■ **Task**:
Below is a block of records; repeat each one exactly.

■ **Excerpted data**:
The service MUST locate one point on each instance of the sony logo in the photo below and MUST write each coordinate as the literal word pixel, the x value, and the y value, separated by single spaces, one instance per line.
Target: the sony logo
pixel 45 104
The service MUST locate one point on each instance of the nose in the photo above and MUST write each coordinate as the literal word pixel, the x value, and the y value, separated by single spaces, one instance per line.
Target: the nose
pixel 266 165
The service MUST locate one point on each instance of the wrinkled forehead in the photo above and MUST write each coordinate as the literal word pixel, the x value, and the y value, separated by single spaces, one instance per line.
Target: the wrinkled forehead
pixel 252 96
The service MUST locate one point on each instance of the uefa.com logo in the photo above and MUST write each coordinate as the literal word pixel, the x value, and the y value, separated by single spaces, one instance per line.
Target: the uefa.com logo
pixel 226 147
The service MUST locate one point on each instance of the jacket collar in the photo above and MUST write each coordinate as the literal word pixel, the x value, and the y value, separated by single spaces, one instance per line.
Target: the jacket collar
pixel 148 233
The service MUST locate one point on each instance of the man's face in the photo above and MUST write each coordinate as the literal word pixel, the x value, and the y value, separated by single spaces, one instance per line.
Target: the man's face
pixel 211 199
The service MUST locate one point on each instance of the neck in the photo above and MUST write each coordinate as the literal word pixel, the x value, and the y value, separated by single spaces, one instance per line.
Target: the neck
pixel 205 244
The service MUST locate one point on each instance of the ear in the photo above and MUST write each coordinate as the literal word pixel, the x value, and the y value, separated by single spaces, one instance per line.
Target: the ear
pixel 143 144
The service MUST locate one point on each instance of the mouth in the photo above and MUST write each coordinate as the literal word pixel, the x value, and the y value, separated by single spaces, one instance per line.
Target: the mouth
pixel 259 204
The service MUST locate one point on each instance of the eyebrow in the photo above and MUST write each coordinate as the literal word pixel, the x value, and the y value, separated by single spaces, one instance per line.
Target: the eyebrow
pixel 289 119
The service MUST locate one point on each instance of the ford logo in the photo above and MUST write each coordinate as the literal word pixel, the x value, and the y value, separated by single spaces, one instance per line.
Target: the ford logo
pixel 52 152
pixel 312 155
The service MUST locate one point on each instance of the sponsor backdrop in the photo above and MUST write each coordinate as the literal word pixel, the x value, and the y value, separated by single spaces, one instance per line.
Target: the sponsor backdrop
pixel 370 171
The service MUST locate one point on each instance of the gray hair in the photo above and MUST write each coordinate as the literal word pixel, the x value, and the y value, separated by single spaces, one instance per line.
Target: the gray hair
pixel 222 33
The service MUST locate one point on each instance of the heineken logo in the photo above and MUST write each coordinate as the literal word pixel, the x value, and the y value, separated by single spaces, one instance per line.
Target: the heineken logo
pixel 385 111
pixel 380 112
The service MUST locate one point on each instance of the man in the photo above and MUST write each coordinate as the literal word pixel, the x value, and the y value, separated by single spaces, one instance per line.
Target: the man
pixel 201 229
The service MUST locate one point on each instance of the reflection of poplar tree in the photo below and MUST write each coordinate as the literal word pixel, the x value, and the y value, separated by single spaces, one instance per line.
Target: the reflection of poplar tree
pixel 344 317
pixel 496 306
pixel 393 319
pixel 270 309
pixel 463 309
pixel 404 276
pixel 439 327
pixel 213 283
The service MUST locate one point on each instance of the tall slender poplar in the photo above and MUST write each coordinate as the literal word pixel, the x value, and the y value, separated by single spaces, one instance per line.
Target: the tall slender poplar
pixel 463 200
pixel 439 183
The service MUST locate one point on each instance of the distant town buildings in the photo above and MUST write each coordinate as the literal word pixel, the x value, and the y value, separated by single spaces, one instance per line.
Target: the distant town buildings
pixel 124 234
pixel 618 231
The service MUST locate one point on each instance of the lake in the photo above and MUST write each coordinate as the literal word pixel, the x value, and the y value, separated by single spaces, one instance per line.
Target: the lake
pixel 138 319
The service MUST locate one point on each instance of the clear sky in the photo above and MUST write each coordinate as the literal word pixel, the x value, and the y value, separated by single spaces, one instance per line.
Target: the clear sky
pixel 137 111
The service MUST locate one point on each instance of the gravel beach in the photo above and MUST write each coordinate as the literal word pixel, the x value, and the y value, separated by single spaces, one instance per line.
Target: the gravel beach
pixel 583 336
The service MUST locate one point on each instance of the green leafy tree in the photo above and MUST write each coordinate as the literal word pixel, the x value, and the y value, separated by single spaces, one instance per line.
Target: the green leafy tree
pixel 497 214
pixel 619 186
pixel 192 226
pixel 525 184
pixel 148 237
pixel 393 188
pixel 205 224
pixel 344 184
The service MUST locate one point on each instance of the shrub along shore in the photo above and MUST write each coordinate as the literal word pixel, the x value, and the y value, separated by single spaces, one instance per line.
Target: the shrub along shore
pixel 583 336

■ **Solution to this problem**:
The service MUST locate one point on each instance of the sony logo in the photo below and MUST write each coordinate as the literal word pixel, the x value, and the y value, separated by single spaces, one instance per line.
Target: the sony logo
pixel 45 104
The service MUST locate one point on each instance of the nose in the photo above and MUST write each coordinate as the literal word pixel, the x value, and the y value, separated by single spaces, one instance per line.
Target: the nose
pixel 266 165
The service MUST locate one point on each instance of the wrinkled forehead in the photo above and MUST write each coordinate as the literal word pixel, the x value, and the y value, separated by single spaces, one instance per line.
Target: the wrinkled forehead
pixel 252 96
The service MUST locate one point on each instance of the uefa.com logo in the photo above and MUST write each coordinate as the literal word pixel, the x value, and the y value, separated by single spaces, one instance per line.
Target: the uefa.com logo
pixel 226 147
The service MUST locate one point on each instance of the jacket collar in the photo above and MUST write each coordinate as the literal word pixel, the x value, and the y value, separated by single spaces, one instance per line.
Target: the jacket collar
pixel 148 233
The service MUST locate one point on each instance of the man's face in the photo above and MUST write each coordinate as the literal word pixel, the x value, and the y value, separated by single spaces, one instance per line.
Target: the man's face
pixel 211 199
The service MUST locate one point on each instance of the neck in the photo above and MUST write each coordinate as the literal word pixel, the x value, and the y value, separated by single spaces, one instance per line.
Target: the neck
pixel 205 244
The service MUST locate one point on each instance of the ear in the photo above and MUST write each coordinate as the literal word pixel, the x value, and the y value, separated by single spaces, one instance per line.
Target: the ear
pixel 143 144
The service MUST locate one point on each instance of the mouth in the photo above and MUST write each coordinate as the literal word pixel, the x value, and the y value, separated by single spaces, one instance per line.
Target: the mouth
pixel 259 204
The service MUST locate one point on each instance of the eyebrow in the photo above and MUST write each coordinate as the literal word pixel, the x value, and the y value, separated by single spaces, one instance per line.
Target: the eyebrow
pixel 289 119
The service MUST locate one point on each instance of the ford logo in the photo above and MUST write each coordinate as the literal word pixel, the x value, and the y value, separated by single spaces, one instance per line.
Target: the ford logo
pixel 52 152
pixel 312 155
The service MUST locate one point on each instance of the sponsor backdrop in the photo above and MUST write each coordinate as the literal word pixel, the x value, and the y value, separated by single spaces, one instance per line.
Target: the sponsor backdrop
pixel 370 171
The service MUST locate one point on each instance of the gray hair in the photo above and MUST write each coordinate as the literal word pixel, the x value, and the y value, separated by single spaces, one instance per line.
Target: the gray hair
pixel 222 33
The service MUST locate one point on each instance of the heineken logo in the photo above and MUST write each coordinate as the literal word pixel, the x value, and the y value, separated by single spaces, one instance per line.
Target: the heineken logo
pixel 385 111
pixel 380 112
The service MUST locate one point on each instance of the man in the photo above and MUST write each coordinate as the literal word pixel, the x value, and the y value, separated by single spaces, one instance per line.
Target: the man
pixel 201 229
The service MUST locate one point on each instance of the reflection of poplar tree in the photo below and MUST write each coordinate as the literal word pixel, the x value, and the y value, separated by single spaces, one instance per line.
Target: the reflection of poplar tree
pixel 344 317
pixel 496 306
pixel 393 319
pixel 270 309
pixel 463 309
pixel 404 276
pixel 439 327
pixel 213 283
The service MUST locate one point on each instance of the tall slender poplar in the photo above and MUST write each coordinate as the literal word pixel, the x value, and the y value, separated by single spaces, one instance per line.
Target: the tall slender poplar
pixel 463 200
pixel 439 183
The service MUST locate one point on each instance of the distant town buildings in the photo above and MUST write each coordinate as the literal word pixel, the x value, and the y value, separated by single spaces, one instance per line.
Target: the distant town buildings
pixel 124 234
pixel 618 231
The service MUST locate one point on each instance of the lake in the photo above and MUST write each coordinate as the literal word pixel, the x value, and the y value, separated by single spaces, one instance per line.
Target: the lake
pixel 138 319
The service MUST locate one point on each instance of the clear sky in the photo above and MUST write each coordinate as the literal word pixel, the x value, and the y value, separated by single spaces, one instance per line.
Target: the clear sky
pixel 137 111
The service MUST locate one point on each instance of the gravel beach in the photo above and MUST write each coordinate as the literal word pixel, the x value, and the y value, separated by single spaces, one instance per line.
Target: the gravel beach
pixel 583 336
The service MUST locate one point on each instance of the green leafy tree in the photo above and MUST write each coordinate as the literal word pixel, the x value, and the y value, separated by single spaces, one instance per line.
Target: the green leafy tree
pixel 497 214
pixel 619 186
pixel 192 226
pixel 525 184
pixel 148 237
pixel 393 188
pixel 205 224
pixel 344 184
The service MUST locate one point on each instance of the shrub along shore in the photo above and MUST write each coordinate as the literal word pixel, the x value, and the y value, separated by single spaces, one instance per line.
Target: the shrub along shore
pixel 583 336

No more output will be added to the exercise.